■ **AIM OF THE EXERCISE**
Rewrite the data from the line containing "of the wooden" through the end, replacing "scouting log" with "survey log" and leaving everything else unchanged.

━━ PROVIDED MATERIAL ━━

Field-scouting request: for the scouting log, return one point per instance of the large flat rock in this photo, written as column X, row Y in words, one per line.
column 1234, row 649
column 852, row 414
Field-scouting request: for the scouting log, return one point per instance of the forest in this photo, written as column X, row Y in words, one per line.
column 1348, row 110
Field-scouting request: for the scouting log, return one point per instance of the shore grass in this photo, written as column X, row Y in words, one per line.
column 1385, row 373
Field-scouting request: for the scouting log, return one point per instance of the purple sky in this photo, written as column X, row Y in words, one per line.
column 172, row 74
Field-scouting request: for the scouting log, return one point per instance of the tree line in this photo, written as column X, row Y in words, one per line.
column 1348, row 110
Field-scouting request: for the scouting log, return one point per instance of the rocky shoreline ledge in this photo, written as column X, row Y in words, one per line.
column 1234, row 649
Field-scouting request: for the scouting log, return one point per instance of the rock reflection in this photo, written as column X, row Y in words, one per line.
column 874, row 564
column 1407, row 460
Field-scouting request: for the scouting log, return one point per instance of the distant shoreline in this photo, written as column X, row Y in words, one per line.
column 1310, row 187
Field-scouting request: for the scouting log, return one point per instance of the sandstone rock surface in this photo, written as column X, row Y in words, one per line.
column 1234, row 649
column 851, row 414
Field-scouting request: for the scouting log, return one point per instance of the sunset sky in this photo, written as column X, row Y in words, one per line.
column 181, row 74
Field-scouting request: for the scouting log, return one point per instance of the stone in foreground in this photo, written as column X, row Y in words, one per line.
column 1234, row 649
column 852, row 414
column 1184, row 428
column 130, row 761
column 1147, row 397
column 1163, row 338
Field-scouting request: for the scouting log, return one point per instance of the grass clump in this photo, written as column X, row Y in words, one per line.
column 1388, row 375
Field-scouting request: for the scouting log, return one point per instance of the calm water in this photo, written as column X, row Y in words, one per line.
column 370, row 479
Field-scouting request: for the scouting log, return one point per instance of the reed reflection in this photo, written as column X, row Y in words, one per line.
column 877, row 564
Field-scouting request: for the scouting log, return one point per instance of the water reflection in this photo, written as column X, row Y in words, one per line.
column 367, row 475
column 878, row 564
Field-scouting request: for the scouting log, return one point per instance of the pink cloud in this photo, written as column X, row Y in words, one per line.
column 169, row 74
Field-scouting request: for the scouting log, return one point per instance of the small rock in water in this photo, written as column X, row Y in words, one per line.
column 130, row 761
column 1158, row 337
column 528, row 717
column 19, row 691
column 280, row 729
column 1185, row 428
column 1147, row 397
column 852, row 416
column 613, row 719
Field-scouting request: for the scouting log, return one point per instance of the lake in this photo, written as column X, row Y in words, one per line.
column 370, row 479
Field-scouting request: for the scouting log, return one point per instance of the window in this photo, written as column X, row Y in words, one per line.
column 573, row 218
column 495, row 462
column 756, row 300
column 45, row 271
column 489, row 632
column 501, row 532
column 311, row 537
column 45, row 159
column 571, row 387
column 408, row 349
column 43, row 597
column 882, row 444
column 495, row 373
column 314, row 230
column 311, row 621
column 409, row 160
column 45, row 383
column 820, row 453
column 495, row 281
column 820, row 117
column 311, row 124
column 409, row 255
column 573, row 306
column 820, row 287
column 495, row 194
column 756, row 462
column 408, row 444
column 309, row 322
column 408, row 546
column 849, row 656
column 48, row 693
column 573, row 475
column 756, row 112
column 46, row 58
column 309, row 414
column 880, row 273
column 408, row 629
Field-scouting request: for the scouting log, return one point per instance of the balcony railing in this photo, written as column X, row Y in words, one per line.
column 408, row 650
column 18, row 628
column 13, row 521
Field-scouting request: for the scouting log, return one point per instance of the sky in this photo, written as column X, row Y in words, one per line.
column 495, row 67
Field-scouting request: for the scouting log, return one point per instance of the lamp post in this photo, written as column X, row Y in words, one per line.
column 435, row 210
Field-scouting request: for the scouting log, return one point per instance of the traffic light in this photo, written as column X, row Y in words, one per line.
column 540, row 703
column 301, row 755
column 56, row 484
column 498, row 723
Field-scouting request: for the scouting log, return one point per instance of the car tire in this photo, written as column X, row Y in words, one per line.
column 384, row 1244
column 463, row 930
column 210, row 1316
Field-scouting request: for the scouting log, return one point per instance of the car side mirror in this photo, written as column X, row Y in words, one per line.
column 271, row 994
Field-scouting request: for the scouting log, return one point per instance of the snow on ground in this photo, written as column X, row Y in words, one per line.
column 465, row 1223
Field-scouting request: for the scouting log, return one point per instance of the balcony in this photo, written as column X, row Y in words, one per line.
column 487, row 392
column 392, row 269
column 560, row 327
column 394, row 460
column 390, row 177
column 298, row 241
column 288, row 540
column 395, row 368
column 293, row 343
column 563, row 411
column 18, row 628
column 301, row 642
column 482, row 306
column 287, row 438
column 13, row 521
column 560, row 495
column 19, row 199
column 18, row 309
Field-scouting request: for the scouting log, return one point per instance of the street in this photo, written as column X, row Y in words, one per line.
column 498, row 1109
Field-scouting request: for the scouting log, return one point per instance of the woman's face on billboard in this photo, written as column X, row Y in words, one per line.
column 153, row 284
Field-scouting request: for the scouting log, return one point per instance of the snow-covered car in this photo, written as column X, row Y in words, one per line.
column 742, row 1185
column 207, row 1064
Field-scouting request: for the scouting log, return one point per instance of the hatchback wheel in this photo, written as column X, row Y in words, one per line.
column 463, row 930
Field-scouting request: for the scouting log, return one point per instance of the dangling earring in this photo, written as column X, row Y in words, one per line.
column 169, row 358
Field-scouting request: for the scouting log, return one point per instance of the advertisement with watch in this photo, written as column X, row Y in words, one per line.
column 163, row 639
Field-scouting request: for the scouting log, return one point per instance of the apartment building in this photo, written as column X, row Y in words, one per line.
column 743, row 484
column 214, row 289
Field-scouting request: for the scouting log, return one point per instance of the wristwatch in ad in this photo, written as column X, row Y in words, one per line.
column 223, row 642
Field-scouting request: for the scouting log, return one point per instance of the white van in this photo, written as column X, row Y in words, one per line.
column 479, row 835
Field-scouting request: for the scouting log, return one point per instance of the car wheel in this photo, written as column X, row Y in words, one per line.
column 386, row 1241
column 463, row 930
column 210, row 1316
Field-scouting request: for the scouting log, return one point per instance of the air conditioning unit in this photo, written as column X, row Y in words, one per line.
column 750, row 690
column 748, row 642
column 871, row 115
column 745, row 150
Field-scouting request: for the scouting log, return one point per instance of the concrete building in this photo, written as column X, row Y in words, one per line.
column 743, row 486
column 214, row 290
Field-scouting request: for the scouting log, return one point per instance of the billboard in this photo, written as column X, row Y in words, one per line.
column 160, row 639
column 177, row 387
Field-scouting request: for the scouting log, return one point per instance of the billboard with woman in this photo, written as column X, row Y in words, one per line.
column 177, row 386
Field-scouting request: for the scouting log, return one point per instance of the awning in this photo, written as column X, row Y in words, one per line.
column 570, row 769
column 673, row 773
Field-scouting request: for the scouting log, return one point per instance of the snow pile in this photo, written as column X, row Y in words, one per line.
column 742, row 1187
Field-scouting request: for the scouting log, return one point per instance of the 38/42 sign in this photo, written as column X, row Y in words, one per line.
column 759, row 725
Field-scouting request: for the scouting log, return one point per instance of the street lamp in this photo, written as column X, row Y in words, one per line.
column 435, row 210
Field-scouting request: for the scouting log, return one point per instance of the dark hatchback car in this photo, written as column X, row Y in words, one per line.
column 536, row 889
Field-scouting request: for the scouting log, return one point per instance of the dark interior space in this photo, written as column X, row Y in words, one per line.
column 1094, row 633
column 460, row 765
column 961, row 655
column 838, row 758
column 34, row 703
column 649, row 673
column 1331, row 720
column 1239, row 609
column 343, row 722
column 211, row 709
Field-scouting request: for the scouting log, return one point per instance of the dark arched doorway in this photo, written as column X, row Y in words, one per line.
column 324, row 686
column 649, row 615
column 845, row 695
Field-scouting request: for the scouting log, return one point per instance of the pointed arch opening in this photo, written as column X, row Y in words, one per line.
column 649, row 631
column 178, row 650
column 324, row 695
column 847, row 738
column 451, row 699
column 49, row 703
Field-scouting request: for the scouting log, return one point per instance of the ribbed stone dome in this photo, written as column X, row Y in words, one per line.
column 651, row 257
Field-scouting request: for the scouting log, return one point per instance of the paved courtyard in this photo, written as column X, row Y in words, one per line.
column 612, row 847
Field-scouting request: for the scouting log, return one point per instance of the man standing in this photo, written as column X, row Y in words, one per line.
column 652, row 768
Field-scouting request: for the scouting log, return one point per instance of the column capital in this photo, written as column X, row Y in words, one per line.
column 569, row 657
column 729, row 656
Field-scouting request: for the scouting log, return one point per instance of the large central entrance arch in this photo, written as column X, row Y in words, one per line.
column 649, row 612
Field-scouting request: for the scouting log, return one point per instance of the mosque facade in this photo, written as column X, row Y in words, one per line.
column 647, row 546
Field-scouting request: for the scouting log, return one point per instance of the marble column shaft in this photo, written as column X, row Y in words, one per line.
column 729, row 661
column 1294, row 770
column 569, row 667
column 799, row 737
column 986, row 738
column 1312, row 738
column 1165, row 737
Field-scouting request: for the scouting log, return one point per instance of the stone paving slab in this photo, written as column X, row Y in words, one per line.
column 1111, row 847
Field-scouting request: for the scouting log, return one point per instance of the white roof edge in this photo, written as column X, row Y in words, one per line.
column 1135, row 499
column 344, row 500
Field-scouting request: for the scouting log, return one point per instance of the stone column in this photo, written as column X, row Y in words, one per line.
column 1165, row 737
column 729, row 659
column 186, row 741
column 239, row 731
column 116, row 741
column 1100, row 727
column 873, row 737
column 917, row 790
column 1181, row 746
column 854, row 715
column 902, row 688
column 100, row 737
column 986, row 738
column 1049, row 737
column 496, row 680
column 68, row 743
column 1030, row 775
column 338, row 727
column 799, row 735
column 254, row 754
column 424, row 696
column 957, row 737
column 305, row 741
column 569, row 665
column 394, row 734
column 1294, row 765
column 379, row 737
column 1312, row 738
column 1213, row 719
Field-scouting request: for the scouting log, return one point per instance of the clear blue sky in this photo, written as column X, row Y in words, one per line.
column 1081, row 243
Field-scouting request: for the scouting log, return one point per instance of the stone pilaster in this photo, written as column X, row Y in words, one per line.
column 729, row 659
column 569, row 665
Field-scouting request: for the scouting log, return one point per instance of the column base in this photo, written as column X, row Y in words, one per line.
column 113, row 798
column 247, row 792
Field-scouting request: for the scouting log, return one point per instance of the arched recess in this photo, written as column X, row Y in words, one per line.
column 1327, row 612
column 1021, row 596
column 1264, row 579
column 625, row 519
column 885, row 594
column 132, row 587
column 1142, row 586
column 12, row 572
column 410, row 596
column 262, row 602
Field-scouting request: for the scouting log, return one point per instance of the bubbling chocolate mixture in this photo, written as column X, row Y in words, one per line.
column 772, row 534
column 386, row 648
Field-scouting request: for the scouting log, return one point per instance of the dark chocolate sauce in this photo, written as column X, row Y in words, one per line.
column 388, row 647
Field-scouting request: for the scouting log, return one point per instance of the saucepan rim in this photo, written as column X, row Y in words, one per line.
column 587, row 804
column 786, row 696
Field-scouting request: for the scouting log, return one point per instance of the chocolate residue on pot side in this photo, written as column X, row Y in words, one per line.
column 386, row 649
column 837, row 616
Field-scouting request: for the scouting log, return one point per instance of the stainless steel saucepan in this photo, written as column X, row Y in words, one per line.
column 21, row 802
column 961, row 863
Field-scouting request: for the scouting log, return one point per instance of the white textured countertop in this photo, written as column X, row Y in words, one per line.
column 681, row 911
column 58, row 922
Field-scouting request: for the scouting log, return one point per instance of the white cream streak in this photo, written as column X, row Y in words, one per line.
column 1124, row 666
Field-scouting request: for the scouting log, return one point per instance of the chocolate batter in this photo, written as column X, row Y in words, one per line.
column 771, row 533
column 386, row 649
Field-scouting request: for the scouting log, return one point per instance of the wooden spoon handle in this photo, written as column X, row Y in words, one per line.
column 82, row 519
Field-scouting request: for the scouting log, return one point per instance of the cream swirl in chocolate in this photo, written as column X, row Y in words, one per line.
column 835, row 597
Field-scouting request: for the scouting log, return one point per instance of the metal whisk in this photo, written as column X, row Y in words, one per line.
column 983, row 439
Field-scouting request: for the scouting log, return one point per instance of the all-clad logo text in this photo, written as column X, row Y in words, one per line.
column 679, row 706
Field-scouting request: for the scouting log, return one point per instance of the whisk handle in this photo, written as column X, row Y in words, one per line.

━━━

■ **OUTPUT OF THE EXERCISE**
Field-scouting request: for the survey log, return one point per instance of the wooden spoon handle in this photo, written as column X, row Y in words, one per line.
column 82, row 519
Field-scouting request: for the survey log, return one point per instance of the cream swirl in chocolate in this photo, written as column X, row Y in words, one per line.
column 835, row 597
Field-scouting request: for the survey log, return one point per instance of the metal whisk in this photo, written as column X, row Y in words, one per line.
column 983, row 439
Field-scouting request: for the survey log, return one point per instance of the all-clad logo text in this photo, written as column X, row Y in words, one per line.
column 679, row 706
Field-scouting request: for the survey log, return one point per instance of the whisk handle in this photo, written as column X, row Y in words, one per line.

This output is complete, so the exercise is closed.